-------- PROVIDED PASSAGE
For businesses and investors, it’s a stark sign of what’s to come. While speed of development has won out so far, we’re now entering a new era in which reliability, safety, and control will define the companies that exploit AI to their advantage. Investing in AI that stakeholders can trust is becoming just as important as investment at scale – a specific lesson for investors involved in much larger deals, like the £150 billion commitment the US recently made to the UK.
Current models that have, until now, received the most attention unfortunately fall short in this respect. Many had predicted that by 2025 companies across the spectrum would be using LLMs to propel their businesses forward, but BCG research shows that its use by frontline employees has stalled at 51% and leaders are struggling to justify ROI. This is especially true in regulated sectors like law and finance where accuracy and explainability are tantamount to success.
One of the biggest barriers to their adoption is that they’re opaque by nature; they generate predictions and decisions based on vast amounts of data but provide little insight into how they’ve reached them. The black box nature of their decision making is in fact an essential feature of the models themselves; they are prediction machines rather than truth seekers. In other words, businesses need another kind of AI if they are to use it to optimise their processes at scale and in line with new legislation like Italy’s.
The solution with neurosymbolic models
The solution to this problem lies in a model that prioritises explainability from the ground up. Neurosymbolic AI, an approach that combines deep learning with rule-based symbolic reasoning, offers one way of doing this. Unlike traditional LLMs, neurosymbolic AI structures its understanding in a deterministic and interpretable manner by transforming data into symbolic representations that outline their meaning in structured, machine-readable formats.
The neurosymbolic AI that we’ve developed here at UnlikelyAI, for example, can take a document as an input, analyse it, and then translate it into our proprietary symbolic representation. The model can then represent the document’s meaning explicitly, instead of inferring it based on statistical patterns alone. An agent then validates that logic using a set of ‘training scenarios’ designed to ensure accuracy, capable of delivering precise, explainable decisions for millions of scenarios, whether they’re insurance policies, loan applications, or financial checks.
This ability to generate structured, traceable explanations will be critical as new laws around AI continue to emerge around the world. If an AI system denies a job application, for example, it will need to be able to pinpoint the exact reasons for its decision. Neurosymbolic AI ensures this by maintaining a logical and reproducible reasoning path, bridging the gap between technical complexity and human understanding.
An end to AI’s ‘Wild West’ era in Europe
Italy’s new legislation is of an importance far greater than the size of its investment or discrepancies with minor aspects of its language. In essence, it is heralding the beginning of the end for AI’s ‘Wild West’ era in Europe. The effects will likely ripple outwards to other parts of the world, too.
Organisations that want to benefit from AI will now be held to much higher standards, and it will become quickly evident that many existing approaches are insufficient. Instead, they’ll need to adopt other models that prioritise safety, transparency, and explainability. Neurosymbolic AI is one of them, and through it, all stakeholders will be able to access the benefits of AI without compromising innovation or performance.
----------------
* [EXERCISES]
**A)** Translate this sentence from the neurosymbolic AI article into Spanish: "If an AI system denies a job application, for example, it will need to be able to pinpoint the exact reasons for its decision."
**B)** Using the neurosymbolic AI article, answer these:
(i) According to BCG research, at what percentage has use by frontline employees stalled?
(ii) What two things does neurosymbolic AI combine?
(iii) How large was the commitment the US recently made to the UK?
**C)** Reproduce everything in the neurosymbolic AI article from "Current models that" down to "tantamount to success.".
-------- AVAILABLE DATA
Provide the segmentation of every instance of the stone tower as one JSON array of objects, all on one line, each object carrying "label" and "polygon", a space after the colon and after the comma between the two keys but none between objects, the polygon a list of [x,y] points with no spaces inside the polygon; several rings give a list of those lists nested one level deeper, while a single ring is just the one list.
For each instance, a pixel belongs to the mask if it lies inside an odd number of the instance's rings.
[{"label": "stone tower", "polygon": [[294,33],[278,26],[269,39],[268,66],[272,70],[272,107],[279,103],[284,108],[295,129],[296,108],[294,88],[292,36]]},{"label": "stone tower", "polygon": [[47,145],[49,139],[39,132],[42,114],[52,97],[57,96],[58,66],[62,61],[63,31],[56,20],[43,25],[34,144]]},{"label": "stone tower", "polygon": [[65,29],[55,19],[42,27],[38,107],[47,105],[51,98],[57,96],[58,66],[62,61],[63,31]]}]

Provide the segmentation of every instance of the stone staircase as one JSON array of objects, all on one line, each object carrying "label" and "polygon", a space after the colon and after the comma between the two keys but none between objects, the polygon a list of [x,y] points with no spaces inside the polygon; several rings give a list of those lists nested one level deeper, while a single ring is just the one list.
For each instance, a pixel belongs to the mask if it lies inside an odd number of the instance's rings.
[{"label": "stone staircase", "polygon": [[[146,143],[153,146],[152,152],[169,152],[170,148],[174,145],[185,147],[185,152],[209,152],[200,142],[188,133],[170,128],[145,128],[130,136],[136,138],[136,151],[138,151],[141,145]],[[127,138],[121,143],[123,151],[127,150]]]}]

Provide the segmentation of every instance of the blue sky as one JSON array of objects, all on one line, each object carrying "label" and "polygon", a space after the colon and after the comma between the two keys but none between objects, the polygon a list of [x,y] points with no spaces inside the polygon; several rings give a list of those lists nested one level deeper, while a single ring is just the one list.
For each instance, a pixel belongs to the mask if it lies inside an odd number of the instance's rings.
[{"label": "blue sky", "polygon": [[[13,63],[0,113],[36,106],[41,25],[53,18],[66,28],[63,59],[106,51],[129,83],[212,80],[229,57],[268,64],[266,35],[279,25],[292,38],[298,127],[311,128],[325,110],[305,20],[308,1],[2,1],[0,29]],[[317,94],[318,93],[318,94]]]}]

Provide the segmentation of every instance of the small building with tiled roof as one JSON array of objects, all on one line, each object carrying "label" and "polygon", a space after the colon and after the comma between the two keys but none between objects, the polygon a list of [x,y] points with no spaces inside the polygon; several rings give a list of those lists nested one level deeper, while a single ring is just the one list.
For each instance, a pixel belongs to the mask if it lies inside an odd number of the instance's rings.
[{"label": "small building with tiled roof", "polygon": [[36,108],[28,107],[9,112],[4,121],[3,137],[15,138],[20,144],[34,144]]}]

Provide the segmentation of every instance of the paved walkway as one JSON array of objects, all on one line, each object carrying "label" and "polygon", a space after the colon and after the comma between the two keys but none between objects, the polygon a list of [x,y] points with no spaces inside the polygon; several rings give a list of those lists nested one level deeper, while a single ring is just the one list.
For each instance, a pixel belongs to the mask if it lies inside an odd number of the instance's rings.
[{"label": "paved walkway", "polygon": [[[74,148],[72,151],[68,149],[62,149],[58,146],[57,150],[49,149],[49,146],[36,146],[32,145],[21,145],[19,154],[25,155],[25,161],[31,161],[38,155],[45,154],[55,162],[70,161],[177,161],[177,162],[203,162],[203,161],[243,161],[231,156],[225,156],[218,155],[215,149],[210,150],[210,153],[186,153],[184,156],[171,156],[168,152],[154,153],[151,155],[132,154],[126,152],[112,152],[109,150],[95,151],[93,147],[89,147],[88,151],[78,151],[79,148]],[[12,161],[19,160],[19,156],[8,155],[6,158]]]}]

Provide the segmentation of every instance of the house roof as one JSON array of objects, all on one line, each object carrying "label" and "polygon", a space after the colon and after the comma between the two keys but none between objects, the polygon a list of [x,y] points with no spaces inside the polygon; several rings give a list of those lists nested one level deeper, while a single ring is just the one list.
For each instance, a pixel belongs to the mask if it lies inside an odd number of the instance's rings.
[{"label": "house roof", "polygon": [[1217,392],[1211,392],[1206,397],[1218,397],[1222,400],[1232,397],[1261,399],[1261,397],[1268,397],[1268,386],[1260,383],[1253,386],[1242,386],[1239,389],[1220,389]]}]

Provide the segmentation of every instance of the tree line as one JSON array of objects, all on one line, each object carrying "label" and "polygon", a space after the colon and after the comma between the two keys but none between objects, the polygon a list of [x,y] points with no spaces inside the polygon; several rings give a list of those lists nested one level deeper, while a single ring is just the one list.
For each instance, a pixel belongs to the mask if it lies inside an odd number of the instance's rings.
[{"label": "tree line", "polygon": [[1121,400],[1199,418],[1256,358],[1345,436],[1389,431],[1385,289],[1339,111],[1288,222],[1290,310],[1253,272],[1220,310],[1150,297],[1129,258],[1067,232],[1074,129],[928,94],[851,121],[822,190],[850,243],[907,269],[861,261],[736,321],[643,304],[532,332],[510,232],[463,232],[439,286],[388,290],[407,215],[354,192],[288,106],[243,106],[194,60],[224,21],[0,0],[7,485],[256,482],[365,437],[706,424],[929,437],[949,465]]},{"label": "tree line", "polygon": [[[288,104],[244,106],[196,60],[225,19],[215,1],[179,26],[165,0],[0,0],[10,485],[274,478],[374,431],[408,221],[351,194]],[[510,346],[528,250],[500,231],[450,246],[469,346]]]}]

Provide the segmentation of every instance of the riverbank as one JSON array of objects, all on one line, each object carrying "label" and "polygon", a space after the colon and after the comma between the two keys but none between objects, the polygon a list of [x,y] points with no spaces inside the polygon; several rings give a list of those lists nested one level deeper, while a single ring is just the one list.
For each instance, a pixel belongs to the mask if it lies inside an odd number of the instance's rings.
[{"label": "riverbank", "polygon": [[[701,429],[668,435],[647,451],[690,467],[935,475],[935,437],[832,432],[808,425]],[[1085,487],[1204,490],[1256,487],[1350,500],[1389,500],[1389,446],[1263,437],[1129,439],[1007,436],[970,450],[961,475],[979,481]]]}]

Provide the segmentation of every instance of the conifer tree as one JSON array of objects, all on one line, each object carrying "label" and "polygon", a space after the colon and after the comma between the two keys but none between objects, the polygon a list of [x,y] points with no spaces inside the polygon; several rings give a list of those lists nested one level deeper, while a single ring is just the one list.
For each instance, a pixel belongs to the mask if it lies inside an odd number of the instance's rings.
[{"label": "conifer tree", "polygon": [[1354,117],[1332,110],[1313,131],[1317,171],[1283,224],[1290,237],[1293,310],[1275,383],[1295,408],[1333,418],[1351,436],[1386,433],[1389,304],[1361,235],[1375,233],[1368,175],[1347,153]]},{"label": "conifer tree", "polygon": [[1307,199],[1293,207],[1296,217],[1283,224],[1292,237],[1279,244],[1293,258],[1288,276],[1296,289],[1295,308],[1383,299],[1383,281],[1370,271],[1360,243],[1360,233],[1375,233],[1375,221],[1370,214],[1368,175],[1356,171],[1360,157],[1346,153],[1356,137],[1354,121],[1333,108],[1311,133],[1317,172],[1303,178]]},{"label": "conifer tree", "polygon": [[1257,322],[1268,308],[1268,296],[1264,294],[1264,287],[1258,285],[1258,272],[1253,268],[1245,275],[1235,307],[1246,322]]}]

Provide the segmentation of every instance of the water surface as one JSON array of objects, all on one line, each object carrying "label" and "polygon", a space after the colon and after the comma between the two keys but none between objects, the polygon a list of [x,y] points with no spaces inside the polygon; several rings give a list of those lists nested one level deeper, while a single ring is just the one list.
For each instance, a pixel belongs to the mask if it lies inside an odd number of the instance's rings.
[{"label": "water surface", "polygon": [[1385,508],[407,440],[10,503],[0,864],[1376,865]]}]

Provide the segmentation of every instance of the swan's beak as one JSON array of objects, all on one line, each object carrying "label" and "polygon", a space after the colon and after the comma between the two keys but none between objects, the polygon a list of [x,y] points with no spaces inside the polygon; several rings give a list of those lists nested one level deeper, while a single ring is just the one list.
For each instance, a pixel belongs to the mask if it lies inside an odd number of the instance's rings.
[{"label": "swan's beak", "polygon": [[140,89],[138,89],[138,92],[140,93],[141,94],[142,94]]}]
----------------
* [ANSWERS TO EACH TASK]
**A)** Si un sistema de IA rechaza una solicitud de empleo, por ejemplo, tendrá que ser capaz de señalar las razones exactas de su decisión.

**B)**
(i) 51%
(ii) Deep learning and rule-based symbolic reasoning
(iii) £150 billion

**C)**
Current models that have, until now, received the most attention unfortunately fall short in this respect. Many had predicted that by 2025 companies across the spectrum would be using LLMs to propel their businesses forward, but BCG research shows that its use by frontline employees has stalled at 51% and leaders are struggling to justify ROI. This is especially true in regulated sectors like law and finance where accuracy and explainability are tantamount to success.